• _TEXTE À LIRE_

━━━━━━━━━━━━━━━━━━━━━━━━━━━━━━

Hubert Lucot
HYPOTHÈSES ET PARADOXES POUR RAQUEL
On se souvient que Mondrian voulut faire entrer l'espace dans le tableau - et non plus représenter ou créer une portion d'espace. L'espace vécu, vivable: les six parois d'une habitation, ramenées à deux dimensions.
Apparemment monochrome (jamais blanc), le tableau de Raquel, apposé sur un mur (sur un espace à deux dimensions), lui confère une troisième dimension dans un monde demeuré plat.
Cela est le fait de tous les tableaux monochromes (ceux d'Yves Klein, par exemple) - alors que les tableaux polychromes abolissent le support, devenu un environnement négligeable, nous font changer de monde (dépaysement). Raquel va plus loin. De deux façons.

━━━━━━━━━━━━━━━━━━━━━━━━━━━━━━

• _CONSIGNE_
Recopiez le texte sur le tableau de Raquel dans sa partie qui va de "Hubert Lucot" jusqu'à "à deux dimensions.", en y substituant "Kandinsky" à "Mondrian".

• _CONTENU DES DONNÉES_
━━━━━━━━━━━━━━━━━━━━━━━━━━━━━━

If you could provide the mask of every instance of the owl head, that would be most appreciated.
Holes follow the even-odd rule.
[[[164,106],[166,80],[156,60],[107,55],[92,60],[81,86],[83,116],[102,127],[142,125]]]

━━━━━━━━━━━━━━━━━━━━━━━━━━━━━━

• _RÉPONSE_
Hubert Lucot
HYPOTHÈSES ET PARADOXES POUR RAQUEL
On se souvient que Kandinsky voulut faire entrer l'espace dans le tableau - et non plus représenter ou créer une portion d'espace. L'espace vécu, vivable: les six parois d'une habitation, ramenées à deux dimensions.